Studio album by DJ Khaled
- Released: September 16, 2008
- Recorded: November 2007 – June 2008
- Studio: Terror Squad Studios, The Bronx, New York City, New York, We the Best Studios North Miami, Florida
- Genre: Hip-hop
- Length: 63:58
- Label: We the Best; Terror Squad; Koch;
- Producer: DJ Khaled; The Runners; Timbaland; The Inkredibles; Isaac Opus; DJ Nasty & LVM; Danja; Gold Ru$h; Lu Diaz; Cool & Dre;

DJ Khaled chronology
| We the Best (2007) | We Global (2008) | Victory (2010) |

Singles from We Global
- "Out Here Grindin" Released: June 24, 2008; "Go Hard" Released: November 19, 2008;

= We Global =

We Global is the third studio album by American disc jockey and record producer DJ Khaled. It was released on September 16, 2008, by We the Best Music Group, Terror Squad Entertainment and Koch Records. The album contains guest appearances from The Game, T-Pain, Bun B, Rick Ross, Ace Hood, Plies, Akon, Trick Daddy, Blood Raw, Brisco, Birdman, Lil Boosie, Nas, Kanye West, Fabolous, Fat Joe, Sean Paul, Busta Rhymes, Pitbull, Casely and Flo Rida among others.

The album's first single, "Out Here Grindin" leaked on May 5, 2008. The song features Akon, Rick Ross, Lil Boosie, Trick Daddy, Ace Hood and Plies. The single debuted and peaked at number 38 on the US Billboard Hot 100. The album's second single was "Go Hard" featuring Kanye West and T-Pain. The song peaked at number 69 on the US Billboard Hot 100.

==Critical reception==

Steve 'Flash' Juon of RapReviews gave praise to "Out Here Grindin'" and "Go Hard" for having easily catchy beats and rhymes, and the rest of the track listing for carrying "mega crossover potential." He concluded that, "Khaled doesn't even act much as a producer, letting other hot mixers shine on his CD's, so he plays the role of "executive producer" at best. Even though I think We Global would be more honest if Khaled put the words "we present" in front of it, the road to the title has been laid down for one more run and Khaled's going to get as close with this one as any attempt thus far. Best of luck to him." DJBooth's Nathan Slavik found the record to be a "definite improvement" over We the Best, highlighting "Go Hard", "I'm On", "Red Light" and "Bullet" for utilizing its producers and artists well to craft "hip-hop chemistry", but was critical of songs like "Final Warning" and the title track for being "musically malnourished" and display Khaled overreaching as a musical curator, saying "In the end that means that if DJ Khaled is indeed a hip-hop coach than he’s put together a solid game plan on We Global, he just made some questionable substitutions and time-out calls."

Source material.
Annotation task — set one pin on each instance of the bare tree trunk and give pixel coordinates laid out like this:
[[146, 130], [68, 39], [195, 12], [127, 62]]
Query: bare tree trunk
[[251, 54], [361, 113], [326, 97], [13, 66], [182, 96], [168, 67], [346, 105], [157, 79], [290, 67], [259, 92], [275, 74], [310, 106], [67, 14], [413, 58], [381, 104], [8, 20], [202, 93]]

Instruction 1. In the We Global article, what peak position did "Go Hard" reach on the US Billboard Hot 100?
Instruction 2. According to the We Global article, why does Steve 'Flash' Juon say Khaled plays the role of "executive producer" at best?
Instruction 3. Mark each statement as agreeing with the We Global article or not: (a) Koch Records was one of the labels that released the album. (b) "Out Here Grindin" climbed above its debut position on the US Billboard Hot 100. (c) Nathan Slavik judged the record to be weaker than We the Best.
Answer from the We Global article alone.

Problem solution 1. Number 69.

Problem solution 2. Juon says Khaled does not act much as a producer. Instead, he lets other hot mixers shine on his CDs.

Problem solution 3.
(a) Yes: "by We the Best Music Group, Terror Squad Entertainment and Koch Records"
(b) No: "The single debuted and peaked at number 38"
(c) No: "definite improvement"